[[ DOCUMENT EXTRACT open ]]

How Large Model Training Dominates Compute and What New Techniques Can Change It

Value of Pre‑training Large Models

Pre‑training large models extracts deep, general knowledge from massive, diverse corpora, dramatically improving fine‑tuning efficiency, model generalisation, and reducing both compute and development costs. Subsequent fine‑tuning, reward‑model training and PPO reinforcement learning incorporate human preference feedback to align models with user intent, safety and dialogue quality.

Large‑Model Training Layer – Full Process Framework

The training framework first builds basic capabilities through pre‑training and supervised fine‑tuning, then uses human‑feedback reinforcement learning to achieve critical value alignment.

Resource Consumption in the Training Stage

The pre‑training phase dominates resource use, requiring thousands to tens of thousands of GPUs, processing trillions of tokens over weeks to months, accounting for 90‑99% of total compute.

[[ DOCUMENT EXTRACT closed ]]
[[ EXERCISE DATA open ]]

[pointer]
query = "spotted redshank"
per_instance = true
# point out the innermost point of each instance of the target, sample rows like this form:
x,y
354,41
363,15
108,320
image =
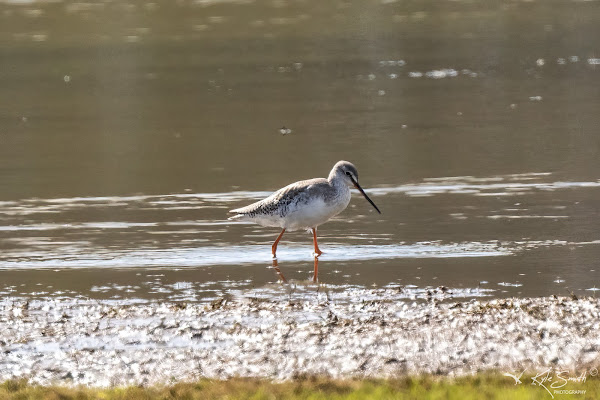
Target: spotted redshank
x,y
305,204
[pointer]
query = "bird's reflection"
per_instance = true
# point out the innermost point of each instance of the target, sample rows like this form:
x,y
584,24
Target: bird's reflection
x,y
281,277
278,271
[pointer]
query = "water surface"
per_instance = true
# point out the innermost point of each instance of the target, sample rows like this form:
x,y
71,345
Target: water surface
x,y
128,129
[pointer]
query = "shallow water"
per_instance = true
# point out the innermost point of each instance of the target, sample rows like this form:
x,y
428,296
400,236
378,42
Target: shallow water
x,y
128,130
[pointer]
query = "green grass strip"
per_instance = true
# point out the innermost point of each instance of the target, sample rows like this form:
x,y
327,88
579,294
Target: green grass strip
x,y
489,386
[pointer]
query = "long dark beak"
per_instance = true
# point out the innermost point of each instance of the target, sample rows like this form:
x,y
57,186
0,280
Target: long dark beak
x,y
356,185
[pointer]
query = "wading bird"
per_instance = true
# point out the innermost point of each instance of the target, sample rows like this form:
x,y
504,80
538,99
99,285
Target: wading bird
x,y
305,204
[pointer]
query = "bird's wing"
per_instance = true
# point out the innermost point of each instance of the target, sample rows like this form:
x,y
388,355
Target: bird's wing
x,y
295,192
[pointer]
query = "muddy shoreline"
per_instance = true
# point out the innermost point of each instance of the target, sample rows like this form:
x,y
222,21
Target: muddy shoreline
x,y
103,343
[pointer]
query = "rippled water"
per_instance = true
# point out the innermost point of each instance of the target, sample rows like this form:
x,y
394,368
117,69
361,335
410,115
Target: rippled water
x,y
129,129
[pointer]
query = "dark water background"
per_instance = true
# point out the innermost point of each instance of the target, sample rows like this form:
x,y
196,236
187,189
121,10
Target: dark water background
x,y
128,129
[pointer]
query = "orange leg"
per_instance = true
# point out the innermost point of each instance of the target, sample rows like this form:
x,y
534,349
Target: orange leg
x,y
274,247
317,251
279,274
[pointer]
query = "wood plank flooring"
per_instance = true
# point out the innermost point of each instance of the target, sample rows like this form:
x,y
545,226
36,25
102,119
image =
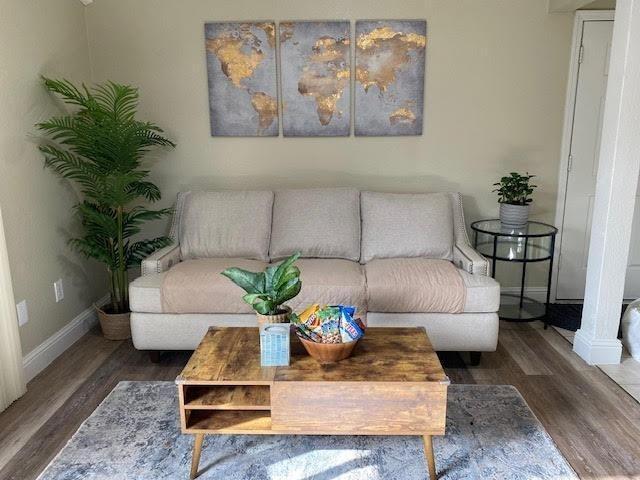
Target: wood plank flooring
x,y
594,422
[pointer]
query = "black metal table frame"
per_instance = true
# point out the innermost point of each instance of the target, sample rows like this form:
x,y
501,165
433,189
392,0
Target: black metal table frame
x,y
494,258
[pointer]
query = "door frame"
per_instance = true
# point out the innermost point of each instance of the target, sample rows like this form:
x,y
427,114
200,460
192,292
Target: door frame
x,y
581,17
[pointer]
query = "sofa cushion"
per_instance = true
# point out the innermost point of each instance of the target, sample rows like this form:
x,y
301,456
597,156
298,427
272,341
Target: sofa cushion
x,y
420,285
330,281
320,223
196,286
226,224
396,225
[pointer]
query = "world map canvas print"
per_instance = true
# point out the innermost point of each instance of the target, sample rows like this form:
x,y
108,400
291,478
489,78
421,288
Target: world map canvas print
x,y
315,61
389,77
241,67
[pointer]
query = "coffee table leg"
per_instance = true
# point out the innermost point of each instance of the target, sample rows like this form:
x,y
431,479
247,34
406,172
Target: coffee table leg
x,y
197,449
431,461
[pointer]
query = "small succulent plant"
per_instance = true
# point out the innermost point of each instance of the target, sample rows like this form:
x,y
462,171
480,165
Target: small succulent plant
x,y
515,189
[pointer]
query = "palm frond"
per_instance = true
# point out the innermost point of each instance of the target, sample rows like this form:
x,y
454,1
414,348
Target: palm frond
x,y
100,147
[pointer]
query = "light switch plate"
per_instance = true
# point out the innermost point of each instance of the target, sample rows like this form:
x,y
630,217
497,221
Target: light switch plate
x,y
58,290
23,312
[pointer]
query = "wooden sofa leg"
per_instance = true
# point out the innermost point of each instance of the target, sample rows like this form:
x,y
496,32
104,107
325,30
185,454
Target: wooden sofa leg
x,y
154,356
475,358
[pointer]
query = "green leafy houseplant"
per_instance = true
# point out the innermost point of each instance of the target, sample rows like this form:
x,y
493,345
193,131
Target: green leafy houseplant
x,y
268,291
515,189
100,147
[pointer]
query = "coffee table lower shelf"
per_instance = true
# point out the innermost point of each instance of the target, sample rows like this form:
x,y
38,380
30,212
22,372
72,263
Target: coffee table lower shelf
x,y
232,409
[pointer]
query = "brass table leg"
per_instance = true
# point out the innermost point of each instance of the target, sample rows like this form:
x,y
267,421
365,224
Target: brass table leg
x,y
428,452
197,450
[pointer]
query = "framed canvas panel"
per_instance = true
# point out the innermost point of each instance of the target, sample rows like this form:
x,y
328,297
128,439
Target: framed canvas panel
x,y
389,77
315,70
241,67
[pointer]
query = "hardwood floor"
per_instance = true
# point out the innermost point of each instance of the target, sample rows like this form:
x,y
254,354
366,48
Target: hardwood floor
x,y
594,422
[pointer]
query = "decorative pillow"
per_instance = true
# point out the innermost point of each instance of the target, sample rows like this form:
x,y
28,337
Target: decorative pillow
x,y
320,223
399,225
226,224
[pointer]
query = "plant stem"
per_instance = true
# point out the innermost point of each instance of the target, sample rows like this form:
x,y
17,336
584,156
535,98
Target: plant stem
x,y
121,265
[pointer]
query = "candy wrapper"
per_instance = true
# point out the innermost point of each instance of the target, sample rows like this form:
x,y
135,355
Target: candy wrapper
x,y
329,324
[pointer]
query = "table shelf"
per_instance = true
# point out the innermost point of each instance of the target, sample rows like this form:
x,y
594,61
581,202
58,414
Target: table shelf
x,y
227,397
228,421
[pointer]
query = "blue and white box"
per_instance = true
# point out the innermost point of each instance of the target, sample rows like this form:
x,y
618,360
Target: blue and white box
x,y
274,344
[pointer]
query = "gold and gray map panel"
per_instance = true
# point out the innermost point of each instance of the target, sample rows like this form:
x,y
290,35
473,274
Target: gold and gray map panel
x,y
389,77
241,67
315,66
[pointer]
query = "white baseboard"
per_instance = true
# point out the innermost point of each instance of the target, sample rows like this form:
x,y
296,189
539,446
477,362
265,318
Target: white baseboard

[[ EXERCISE DATA closed ]]

→ **PROBLEM REQUIREMENTS**: In the text on large-model training, what share of total compute does the pre-training phase account for?

→ **EXERCISE RESPONSE**: 90‑99%